▸ **PROBLEM**
Output the listing below verbatim, without images.

---

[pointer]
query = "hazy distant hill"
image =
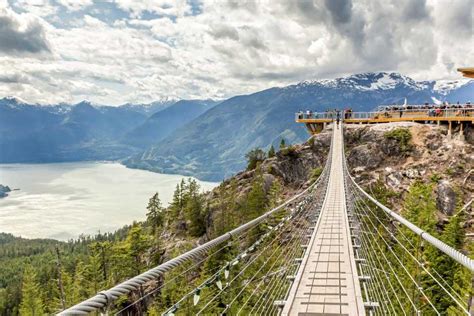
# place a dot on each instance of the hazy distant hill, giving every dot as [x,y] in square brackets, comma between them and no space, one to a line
[86,131]
[164,122]
[198,137]
[213,145]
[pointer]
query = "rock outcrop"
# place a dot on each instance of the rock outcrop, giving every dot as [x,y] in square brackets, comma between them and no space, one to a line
[429,156]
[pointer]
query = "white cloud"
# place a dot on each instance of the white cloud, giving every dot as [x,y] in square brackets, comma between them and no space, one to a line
[75,5]
[235,47]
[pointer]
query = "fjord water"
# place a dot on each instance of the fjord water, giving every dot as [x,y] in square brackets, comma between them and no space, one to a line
[64,200]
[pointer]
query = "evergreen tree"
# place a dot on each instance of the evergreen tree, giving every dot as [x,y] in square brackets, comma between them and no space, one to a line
[31,302]
[254,157]
[177,204]
[81,285]
[282,144]
[155,214]
[271,152]
[194,209]
[256,198]
[274,194]
[136,244]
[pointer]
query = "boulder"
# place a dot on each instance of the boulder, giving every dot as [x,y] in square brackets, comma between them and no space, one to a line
[445,197]
[364,156]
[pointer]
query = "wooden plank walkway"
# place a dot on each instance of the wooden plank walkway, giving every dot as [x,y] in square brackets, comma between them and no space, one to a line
[327,282]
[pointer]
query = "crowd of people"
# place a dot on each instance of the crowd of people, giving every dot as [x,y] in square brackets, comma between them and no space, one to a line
[432,110]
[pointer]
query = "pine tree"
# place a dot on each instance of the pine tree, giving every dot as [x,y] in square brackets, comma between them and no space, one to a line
[271,152]
[254,157]
[177,204]
[274,194]
[81,285]
[194,209]
[256,198]
[282,144]
[136,244]
[155,214]
[31,302]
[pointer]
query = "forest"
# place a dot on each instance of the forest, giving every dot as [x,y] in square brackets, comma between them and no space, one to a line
[45,276]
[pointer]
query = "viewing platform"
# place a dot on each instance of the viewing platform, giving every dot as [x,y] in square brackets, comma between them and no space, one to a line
[316,121]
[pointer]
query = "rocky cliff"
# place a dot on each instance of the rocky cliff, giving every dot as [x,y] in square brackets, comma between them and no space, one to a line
[396,155]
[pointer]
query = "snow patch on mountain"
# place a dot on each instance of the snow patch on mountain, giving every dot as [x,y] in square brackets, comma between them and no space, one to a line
[445,86]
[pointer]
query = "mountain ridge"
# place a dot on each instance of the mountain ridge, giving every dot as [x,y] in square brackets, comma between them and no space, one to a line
[211,143]
[241,123]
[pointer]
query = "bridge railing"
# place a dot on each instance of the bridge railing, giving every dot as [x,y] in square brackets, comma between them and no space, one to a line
[391,113]
[405,270]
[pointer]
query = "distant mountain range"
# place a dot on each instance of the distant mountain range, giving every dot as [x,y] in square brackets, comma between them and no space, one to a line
[202,138]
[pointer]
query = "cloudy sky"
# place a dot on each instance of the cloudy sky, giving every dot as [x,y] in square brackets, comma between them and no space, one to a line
[117,51]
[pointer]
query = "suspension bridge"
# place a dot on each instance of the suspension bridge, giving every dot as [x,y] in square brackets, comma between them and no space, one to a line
[332,249]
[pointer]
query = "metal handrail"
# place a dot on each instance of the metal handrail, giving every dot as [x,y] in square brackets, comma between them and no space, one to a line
[400,113]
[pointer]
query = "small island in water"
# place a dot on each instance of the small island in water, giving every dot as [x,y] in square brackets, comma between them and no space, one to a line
[4,189]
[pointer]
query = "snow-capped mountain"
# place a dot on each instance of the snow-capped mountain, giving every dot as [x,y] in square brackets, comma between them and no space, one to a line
[206,141]
[214,145]
[386,81]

---

▸ **SOLUTION TO THIS EXERCISE**
[pointer]
query = "hazy distant hill"
image =
# place a dot on each instance of the hazy distant hill, giving every dot as [x,y] in square brackets, comma between them and no space, one to a line
[86,131]
[164,122]
[198,137]
[213,145]
[pointer]
query = "rock outcrop"
# place a dot on each instance of the rock outcrop, giving every dot as [x,y] in square brackets, comma between them and no space, one to a line
[429,156]
[pointer]
query = "white cloud"
# place a dot on each instance of the white cloud, giving every dot as [x,y] in square brackets, comma between them and no space, one to a line
[75,5]
[235,47]
[pointer]
query = "fjord water"
# place a dot on each instance of the fjord water, giving every dot as [x,y] in square brackets, comma between them and no space, one to a line
[64,200]
[pointer]
query = "evergreen tree"
# place a dot on each instance of the evergreen tree, giving every dot as [x,y] in square brackets, comma between them and no space, one to a line
[31,302]
[254,157]
[177,204]
[81,285]
[282,144]
[155,214]
[271,152]
[194,209]
[256,198]
[274,194]
[136,244]
[pointer]
query = "boulder"
# place a dot on each instance of the boulder, giving every dot as [x,y] in square brackets, comma between them and no space, one to a line
[445,197]
[364,156]
[pointer]
query = "wooden plank walkway"
# place a dot on each instance of the wooden plank walkway, giving every dot as [x,y] in square brackets, comma between them and no space, one to a line
[327,282]
[pointer]
query = "crowd of people"
# place a dot on each instance of the crowd of people, giving every dot as [x,y] in square brackets, comma between them and no space, one to a line
[432,110]
[pointer]
query = "pine tree"
# place a dot on each instance of the pine tree, giving every dot as [x,y] in square brackets, comma between them and no space, one to a line
[271,152]
[254,157]
[177,204]
[274,194]
[81,285]
[194,209]
[256,198]
[282,144]
[136,244]
[155,214]
[31,302]
[pointer]
query = "forest"
# place a dot on each instance of the forest, giving every dot as [x,y] in square brackets, comma between them and no space, one to a line
[45,276]
[pointer]
query = "viewing platform"
# place a dot on each instance of the viewing platform, giving every dot as [x,y] in square brackets, comma between them and no space, one to a line
[316,121]
[pointer]
query = "rocky cliff"
# place a dot on each instance of the rocky cliff, giving every dot as [x,y] in square brackets, comma between them and no space, one to a line
[396,155]
[pointer]
query = "snow patch on mountain"
# place a dot on each instance of the snow patch on mountain, giving every dot as [x,y] in square brackets, comma between them and no space, one to a line
[445,86]
[pointer]
query = "mountain ridge"
# place a dot on each instance of the mountain ridge, giving every dot as [x,y] in square brackets, comma between them and no space, one to a line
[211,143]
[241,123]
[pointer]
query = "bridge railing"
# place a dot on each instance of the bridge railing, giving every dot as [x,y] in square brackets, comma between them and no space, one to a line
[391,113]
[405,270]
[pointer]
query = "distant mountain range"
# place a dot on each instance of the distant mountain range, giving every dot as [x,y] in square brackets, comma between them and no space, one to a line
[202,138]
[pointer]
query = "cloudy sky"
# place a dot on each instance of the cloudy sky, giving every dot as [x,y] in square brackets, comma between them and no space, one to a line
[117,51]
[pointer]
query = "suspension bridge"
# place a dot on each instance of the suspension bridge, giving every dot as [x,y] in square brackets, comma between them and no space, one to a line
[332,249]
[pointer]
query = "metal handrail"
# place a dot on each instance of the metal handrail, giving every dot as [x,y] in square brackets, comma between them and no space, one to a line
[400,113]
[pointer]
query = "small island in water"
# place a dot on each instance of the small island in water, giving every dot as [x,y] in square brackets, comma between them and no space, one to a line
[4,189]
[pointer]
query = "snow-capped mountain"
# place a dot on each instance of the snow-capped mountain, giving every dot as [x,y] in square brackets, comma between them and no space, one to a line
[206,141]
[214,145]
[386,81]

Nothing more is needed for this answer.